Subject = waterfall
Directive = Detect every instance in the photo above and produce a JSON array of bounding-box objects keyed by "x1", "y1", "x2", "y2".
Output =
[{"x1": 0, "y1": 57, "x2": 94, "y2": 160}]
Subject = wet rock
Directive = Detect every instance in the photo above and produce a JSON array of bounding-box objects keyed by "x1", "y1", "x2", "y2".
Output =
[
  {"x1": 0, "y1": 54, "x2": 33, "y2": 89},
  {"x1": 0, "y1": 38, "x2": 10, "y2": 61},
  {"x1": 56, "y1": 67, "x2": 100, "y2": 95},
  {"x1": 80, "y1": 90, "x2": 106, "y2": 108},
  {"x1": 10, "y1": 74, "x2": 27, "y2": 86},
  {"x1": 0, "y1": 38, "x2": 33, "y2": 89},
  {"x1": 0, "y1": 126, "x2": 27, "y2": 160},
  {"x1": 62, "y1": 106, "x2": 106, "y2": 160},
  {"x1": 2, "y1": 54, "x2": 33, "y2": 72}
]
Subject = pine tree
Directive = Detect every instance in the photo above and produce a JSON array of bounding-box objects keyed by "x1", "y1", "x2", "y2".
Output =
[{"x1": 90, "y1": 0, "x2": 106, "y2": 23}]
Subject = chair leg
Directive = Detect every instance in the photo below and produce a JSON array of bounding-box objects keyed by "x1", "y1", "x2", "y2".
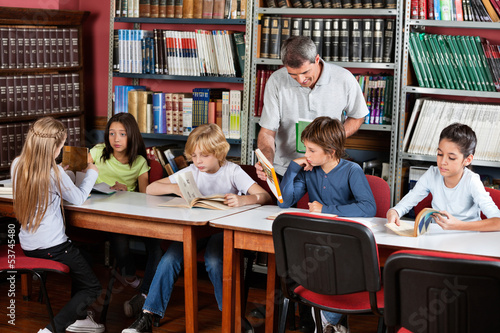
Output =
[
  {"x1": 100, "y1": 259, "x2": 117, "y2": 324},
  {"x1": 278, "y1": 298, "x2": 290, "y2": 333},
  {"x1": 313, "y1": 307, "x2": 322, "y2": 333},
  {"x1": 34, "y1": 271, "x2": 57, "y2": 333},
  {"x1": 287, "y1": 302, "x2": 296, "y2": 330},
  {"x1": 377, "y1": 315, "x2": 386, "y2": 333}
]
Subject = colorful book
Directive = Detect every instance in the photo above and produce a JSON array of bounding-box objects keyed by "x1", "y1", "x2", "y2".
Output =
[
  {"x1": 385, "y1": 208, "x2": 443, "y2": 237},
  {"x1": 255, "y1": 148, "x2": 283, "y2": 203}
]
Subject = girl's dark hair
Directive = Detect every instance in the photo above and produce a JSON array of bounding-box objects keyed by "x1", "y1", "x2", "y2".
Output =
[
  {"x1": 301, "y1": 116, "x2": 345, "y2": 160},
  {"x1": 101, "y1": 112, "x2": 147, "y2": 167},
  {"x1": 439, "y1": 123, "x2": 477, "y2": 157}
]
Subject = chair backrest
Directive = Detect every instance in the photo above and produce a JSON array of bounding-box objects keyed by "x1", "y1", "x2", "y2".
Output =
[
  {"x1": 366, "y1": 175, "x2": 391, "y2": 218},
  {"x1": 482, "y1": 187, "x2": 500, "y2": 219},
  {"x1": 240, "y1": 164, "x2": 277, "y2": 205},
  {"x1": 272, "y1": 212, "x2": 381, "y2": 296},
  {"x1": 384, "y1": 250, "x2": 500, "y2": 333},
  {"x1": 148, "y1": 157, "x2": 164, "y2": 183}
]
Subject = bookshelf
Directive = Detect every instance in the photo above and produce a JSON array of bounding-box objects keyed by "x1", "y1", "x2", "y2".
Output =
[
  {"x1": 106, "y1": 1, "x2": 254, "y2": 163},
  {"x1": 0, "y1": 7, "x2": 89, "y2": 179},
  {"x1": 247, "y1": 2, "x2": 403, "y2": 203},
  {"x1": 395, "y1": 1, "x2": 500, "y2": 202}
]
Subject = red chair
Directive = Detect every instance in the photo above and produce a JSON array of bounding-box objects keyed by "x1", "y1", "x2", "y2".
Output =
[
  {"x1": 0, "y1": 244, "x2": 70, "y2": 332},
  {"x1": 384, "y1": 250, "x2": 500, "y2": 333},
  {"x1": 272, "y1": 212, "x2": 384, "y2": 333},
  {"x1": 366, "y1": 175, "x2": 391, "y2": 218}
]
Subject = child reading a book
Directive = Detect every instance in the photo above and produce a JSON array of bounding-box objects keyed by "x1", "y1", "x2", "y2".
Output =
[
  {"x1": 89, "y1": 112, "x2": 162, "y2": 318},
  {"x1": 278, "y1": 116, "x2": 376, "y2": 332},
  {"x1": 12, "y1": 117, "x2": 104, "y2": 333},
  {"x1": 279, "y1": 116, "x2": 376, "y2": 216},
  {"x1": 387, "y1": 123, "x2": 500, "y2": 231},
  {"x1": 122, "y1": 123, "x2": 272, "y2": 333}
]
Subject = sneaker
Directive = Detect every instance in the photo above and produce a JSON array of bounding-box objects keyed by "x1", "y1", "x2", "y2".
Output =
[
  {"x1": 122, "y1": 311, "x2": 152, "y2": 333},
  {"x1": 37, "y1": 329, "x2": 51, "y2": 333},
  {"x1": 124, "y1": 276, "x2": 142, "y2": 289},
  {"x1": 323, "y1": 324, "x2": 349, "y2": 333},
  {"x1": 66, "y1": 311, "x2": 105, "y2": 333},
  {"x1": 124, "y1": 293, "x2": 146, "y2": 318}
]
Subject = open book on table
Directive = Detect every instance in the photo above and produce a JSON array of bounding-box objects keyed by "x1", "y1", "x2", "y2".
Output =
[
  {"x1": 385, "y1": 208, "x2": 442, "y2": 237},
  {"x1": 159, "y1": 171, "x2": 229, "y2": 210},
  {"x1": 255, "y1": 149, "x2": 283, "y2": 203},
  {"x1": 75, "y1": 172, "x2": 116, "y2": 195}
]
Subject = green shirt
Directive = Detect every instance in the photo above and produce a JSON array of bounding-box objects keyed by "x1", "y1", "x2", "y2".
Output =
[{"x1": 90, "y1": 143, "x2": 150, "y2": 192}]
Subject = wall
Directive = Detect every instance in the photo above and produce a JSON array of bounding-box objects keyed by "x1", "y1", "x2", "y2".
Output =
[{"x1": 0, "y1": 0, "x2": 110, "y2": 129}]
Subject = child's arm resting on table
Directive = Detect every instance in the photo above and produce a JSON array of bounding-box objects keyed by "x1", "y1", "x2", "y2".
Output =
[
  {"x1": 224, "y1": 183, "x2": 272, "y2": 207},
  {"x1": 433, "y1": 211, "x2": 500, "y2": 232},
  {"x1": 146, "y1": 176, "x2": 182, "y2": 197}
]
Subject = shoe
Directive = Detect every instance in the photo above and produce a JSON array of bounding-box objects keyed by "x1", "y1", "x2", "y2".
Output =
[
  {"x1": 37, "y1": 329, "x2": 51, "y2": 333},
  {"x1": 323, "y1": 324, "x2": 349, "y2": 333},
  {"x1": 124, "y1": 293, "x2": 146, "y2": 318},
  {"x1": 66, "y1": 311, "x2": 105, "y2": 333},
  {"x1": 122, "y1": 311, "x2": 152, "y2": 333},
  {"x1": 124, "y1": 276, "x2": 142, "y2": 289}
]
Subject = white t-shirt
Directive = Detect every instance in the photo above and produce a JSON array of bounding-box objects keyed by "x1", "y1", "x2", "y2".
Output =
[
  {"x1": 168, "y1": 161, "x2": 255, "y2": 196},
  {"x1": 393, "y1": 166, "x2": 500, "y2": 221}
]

**********

Task objective:
Where an entry holds a picture, leave the picture out and output the rest exactly.

Response:
Subject = waterfall
Directive = Detect every instance in the photo above and produce a JSON array of bounding-box objects keyed by "x1", "y1", "x2", "y2".
Output =
[{"x1": 0, "y1": 57, "x2": 94, "y2": 160}]
Subject = wet rock
Directive = Detect every instance in the photo above and produce a JSON array of bounding-box objects keyed by "x1", "y1", "x2", "y2".
Output =
[
  {"x1": 0, "y1": 54, "x2": 33, "y2": 89},
  {"x1": 0, "y1": 38, "x2": 10, "y2": 61},
  {"x1": 56, "y1": 67, "x2": 100, "y2": 95},
  {"x1": 80, "y1": 90, "x2": 106, "y2": 108},
  {"x1": 10, "y1": 74, "x2": 27, "y2": 86},
  {"x1": 0, "y1": 38, "x2": 33, "y2": 89},
  {"x1": 0, "y1": 126, "x2": 27, "y2": 160},
  {"x1": 62, "y1": 106, "x2": 106, "y2": 160},
  {"x1": 2, "y1": 54, "x2": 33, "y2": 72}
]
Subject = pine tree
Directive = Detect every instance in the photo above and produce a JSON array of bounding-box objects keyed by "x1", "y1", "x2", "y2".
Output =
[{"x1": 90, "y1": 0, "x2": 106, "y2": 23}]
Subject = chair leg
Directive = Detect every instance in the photo below and produce a JSON array of bounding-box objects keyed by "x1", "y1", "x2", "y2".
Output =
[
  {"x1": 100, "y1": 259, "x2": 117, "y2": 324},
  {"x1": 278, "y1": 298, "x2": 290, "y2": 333},
  {"x1": 313, "y1": 307, "x2": 322, "y2": 333},
  {"x1": 34, "y1": 271, "x2": 57, "y2": 333},
  {"x1": 287, "y1": 302, "x2": 296, "y2": 330},
  {"x1": 377, "y1": 315, "x2": 386, "y2": 333}
]
Subject = colorful book
Directive = Detect every instance in the photo above and produce a JSON array of bounding-box objects keyed by "x1", "y1", "x2", "y2".
Output =
[
  {"x1": 385, "y1": 208, "x2": 443, "y2": 237},
  {"x1": 255, "y1": 148, "x2": 283, "y2": 203}
]
Subject = girl's dark hair
Directive = Detect every instance in the photo above and produce a JSON array of bounding-box objects keyed by "x1", "y1", "x2", "y2".
Output =
[
  {"x1": 301, "y1": 116, "x2": 345, "y2": 160},
  {"x1": 101, "y1": 112, "x2": 147, "y2": 167},
  {"x1": 439, "y1": 123, "x2": 477, "y2": 157}
]
Subject = chair backrest
Directive = Detect every instance in the photo above and produce a JSON array of bounding-box objects keyed by "x1", "y1", "x2", "y2".
Output =
[
  {"x1": 366, "y1": 175, "x2": 391, "y2": 218},
  {"x1": 482, "y1": 187, "x2": 500, "y2": 219},
  {"x1": 240, "y1": 164, "x2": 277, "y2": 205},
  {"x1": 272, "y1": 212, "x2": 381, "y2": 296},
  {"x1": 384, "y1": 250, "x2": 500, "y2": 333},
  {"x1": 148, "y1": 157, "x2": 164, "y2": 183}
]
Subject = bookshelf
Directive = Detect every instance in the photo above and produce a JSON array of bounding-box objects keyed by "x1", "y1", "x2", "y2".
Output =
[
  {"x1": 106, "y1": 1, "x2": 254, "y2": 163},
  {"x1": 0, "y1": 7, "x2": 89, "y2": 179},
  {"x1": 247, "y1": 2, "x2": 403, "y2": 203},
  {"x1": 395, "y1": 1, "x2": 500, "y2": 202}
]
Subject = red chair
Directive = Detect every instance in the photo above and produce a JSON array of bounding-box objects keyed by "x1", "y1", "x2", "y2".
Output =
[
  {"x1": 0, "y1": 244, "x2": 70, "y2": 332},
  {"x1": 384, "y1": 250, "x2": 500, "y2": 333},
  {"x1": 272, "y1": 212, "x2": 384, "y2": 333},
  {"x1": 366, "y1": 175, "x2": 391, "y2": 218}
]
Subject = child reading a book
Directive = Detect every instance in the photo above and produce a JSON array of bounding-box objects keyed by "x1", "y1", "x2", "y2".
Output =
[
  {"x1": 89, "y1": 112, "x2": 162, "y2": 318},
  {"x1": 278, "y1": 116, "x2": 376, "y2": 332},
  {"x1": 12, "y1": 117, "x2": 104, "y2": 333},
  {"x1": 279, "y1": 116, "x2": 376, "y2": 216},
  {"x1": 387, "y1": 123, "x2": 500, "y2": 231},
  {"x1": 122, "y1": 123, "x2": 272, "y2": 333}
]
Subject = sneaker
Directive = Detect every instance in the photo above and produce a JSON array of bounding-box objects keyed by "x1", "y1", "x2", "y2".
Output =
[
  {"x1": 122, "y1": 311, "x2": 152, "y2": 333},
  {"x1": 37, "y1": 329, "x2": 51, "y2": 333},
  {"x1": 124, "y1": 276, "x2": 142, "y2": 289},
  {"x1": 323, "y1": 324, "x2": 349, "y2": 333},
  {"x1": 66, "y1": 311, "x2": 105, "y2": 333},
  {"x1": 124, "y1": 293, "x2": 146, "y2": 318}
]
Subject = open book on table
Directive = Detect every instance in the photo above and produce a JSON array of bounding-box objects keyed by "x1", "y1", "x2", "y2".
Output =
[
  {"x1": 385, "y1": 208, "x2": 442, "y2": 237},
  {"x1": 159, "y1": 171, "x2": 229, "y2": 210},
  {"x1": 255, "y1": 149, "x2": 283, "y2": 203},
  {"x1": 75, "y1": 172, "x2": 116, "y2": 195}
]
Subject = green shirt
Directive = Detect every instance in the photo above and produce a JSON array of bounding-box objects keyed by "x1", "y1", "x2", "y2".
Output =
[{"x1": 90, "y1": 143, "x2": 150, "y2": 192}]
Subject = wall
Directive = Detect every instance in the photo above and produce a JSON array of bounding-box objects keyed by "x1", "y1", "x2", "y2".
Output =
[{"x1": 0, "y1": 0, "x2": 110, "y2": 129}]
Subject = child's arm resting on table
Directive = Detect every instance in the photo above and produce a JSON array of bounding-box objects keyed by "x1", "y1", "x2", "y2".
Output =
[
  {"x1": 224, "y1": 183, "x2": 272, "y2": 207},
  {"x1": 433, "y1": 211, "x2": 500, "y2": 232},
  {"x1": 146, "y1": 176, "x2": 182, "y2": 197}
]
Subject = shoe
Directive = Detect every instance in the photo above and produce a JSON array of bounding-box objects keyed by "x1", "y1", "x2", "y2".
Output =
[
  {"x1": 37, "y1": 329, "x2": 51, "y2": 333},
  {"x1": 323, "y1": 324, "x2": 349, "y2": 333},
  {"x1": 124, "y1": 293, "x2": 146, "y2": 318},
  {"x1": 66, "y1": 311, "x2": 105, "y2": 333},
  {"x1": 122, "y1": 311, "x2": 152, "y2": 333},
  {"x1": 124, "y1": 276, "x2": 142, "y2": 289}
]
Subject = white t-shirt
Directive = Detect every instance in the photo above and produce a JSON array of bounding-box objects keyed by "x1", "y1", "x2", "y2".
Output =
[
  {"x1": 168, "y1": 161, "x2": 255, "y2": 196},
  {"x1": 393, "y1": 166, "x2": 500, "y2": 221}
]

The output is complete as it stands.